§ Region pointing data
———
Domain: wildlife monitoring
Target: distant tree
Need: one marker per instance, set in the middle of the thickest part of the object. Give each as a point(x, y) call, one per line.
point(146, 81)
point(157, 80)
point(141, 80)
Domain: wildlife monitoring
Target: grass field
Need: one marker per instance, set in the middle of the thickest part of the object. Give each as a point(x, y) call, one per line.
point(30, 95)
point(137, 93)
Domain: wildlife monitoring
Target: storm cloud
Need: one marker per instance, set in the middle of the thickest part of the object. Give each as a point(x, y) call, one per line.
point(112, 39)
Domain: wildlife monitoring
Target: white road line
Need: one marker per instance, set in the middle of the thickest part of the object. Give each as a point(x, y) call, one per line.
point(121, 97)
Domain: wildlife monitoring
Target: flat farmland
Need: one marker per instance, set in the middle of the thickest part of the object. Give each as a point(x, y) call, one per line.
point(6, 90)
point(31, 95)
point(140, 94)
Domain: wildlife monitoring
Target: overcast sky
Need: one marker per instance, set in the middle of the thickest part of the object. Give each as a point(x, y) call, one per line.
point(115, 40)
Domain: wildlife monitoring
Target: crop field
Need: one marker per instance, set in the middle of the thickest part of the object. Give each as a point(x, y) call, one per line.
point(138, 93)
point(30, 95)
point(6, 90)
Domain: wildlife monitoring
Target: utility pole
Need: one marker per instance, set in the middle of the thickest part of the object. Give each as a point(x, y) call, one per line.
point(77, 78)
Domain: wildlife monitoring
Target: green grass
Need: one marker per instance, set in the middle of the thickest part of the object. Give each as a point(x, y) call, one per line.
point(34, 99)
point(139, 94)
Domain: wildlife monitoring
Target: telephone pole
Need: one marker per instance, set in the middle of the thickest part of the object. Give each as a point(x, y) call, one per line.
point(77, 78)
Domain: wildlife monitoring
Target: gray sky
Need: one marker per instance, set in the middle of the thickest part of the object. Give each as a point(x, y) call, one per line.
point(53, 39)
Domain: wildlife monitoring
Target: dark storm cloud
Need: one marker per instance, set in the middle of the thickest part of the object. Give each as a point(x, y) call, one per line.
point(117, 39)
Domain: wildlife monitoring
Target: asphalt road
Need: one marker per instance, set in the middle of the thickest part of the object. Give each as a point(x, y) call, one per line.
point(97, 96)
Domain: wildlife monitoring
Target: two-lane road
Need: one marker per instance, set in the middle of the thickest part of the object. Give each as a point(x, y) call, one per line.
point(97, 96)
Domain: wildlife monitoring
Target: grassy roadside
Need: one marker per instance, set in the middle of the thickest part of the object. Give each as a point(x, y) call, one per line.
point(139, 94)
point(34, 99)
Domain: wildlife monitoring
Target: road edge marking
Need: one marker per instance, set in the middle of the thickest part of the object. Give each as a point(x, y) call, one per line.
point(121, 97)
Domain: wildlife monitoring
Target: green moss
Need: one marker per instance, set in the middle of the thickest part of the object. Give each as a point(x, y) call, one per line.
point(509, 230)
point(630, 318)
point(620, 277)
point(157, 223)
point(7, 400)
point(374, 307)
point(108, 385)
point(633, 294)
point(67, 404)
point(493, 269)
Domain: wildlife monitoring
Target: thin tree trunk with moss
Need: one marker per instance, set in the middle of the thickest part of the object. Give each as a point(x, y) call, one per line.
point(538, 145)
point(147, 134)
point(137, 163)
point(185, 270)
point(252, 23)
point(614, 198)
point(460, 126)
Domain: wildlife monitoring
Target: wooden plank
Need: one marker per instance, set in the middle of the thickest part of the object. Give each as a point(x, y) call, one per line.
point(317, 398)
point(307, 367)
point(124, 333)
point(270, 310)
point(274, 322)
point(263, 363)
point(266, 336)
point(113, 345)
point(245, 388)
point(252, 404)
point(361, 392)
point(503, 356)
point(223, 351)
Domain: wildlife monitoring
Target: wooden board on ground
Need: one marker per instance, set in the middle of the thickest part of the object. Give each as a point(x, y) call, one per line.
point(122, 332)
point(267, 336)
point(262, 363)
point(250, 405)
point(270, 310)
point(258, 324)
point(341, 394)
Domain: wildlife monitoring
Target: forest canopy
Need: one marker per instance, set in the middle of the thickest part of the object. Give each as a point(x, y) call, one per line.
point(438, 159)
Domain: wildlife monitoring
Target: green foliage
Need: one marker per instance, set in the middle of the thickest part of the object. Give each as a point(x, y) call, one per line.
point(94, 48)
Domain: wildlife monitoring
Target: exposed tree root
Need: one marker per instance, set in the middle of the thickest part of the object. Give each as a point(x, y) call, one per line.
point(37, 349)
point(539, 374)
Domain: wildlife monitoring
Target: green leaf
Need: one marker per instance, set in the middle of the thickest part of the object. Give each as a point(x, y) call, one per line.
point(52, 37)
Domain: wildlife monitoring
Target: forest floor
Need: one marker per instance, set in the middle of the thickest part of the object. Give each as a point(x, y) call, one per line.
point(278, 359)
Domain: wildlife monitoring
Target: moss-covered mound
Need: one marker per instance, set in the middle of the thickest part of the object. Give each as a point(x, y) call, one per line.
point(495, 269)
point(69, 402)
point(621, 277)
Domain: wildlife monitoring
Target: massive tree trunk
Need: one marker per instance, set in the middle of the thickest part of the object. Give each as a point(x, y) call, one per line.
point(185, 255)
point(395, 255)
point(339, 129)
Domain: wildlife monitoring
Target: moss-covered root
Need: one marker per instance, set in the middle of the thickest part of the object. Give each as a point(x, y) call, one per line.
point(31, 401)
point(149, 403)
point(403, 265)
———
§ Activity
In the entries above, the lines from the one bearing "Target: green foliage" up to and including the one bearing "Target: green leaf" should be transcribed exactly; no other line is wanted.

§ Response
Target: green foliage
Need: one marker per instance, set in the middle of the thickest part of the object. Give each as a point(x, y) call, one per line.
point(94, 48)
Domain: wildlife monitoring
Target: exposed tree root
Need: one marker per instance, set in the middle of the thickest part of the object. Give each as a point(x, y) call, one per line.
point(37, 349)
point(539, 374)
Domain: wildlife monitoring
Target: green leaf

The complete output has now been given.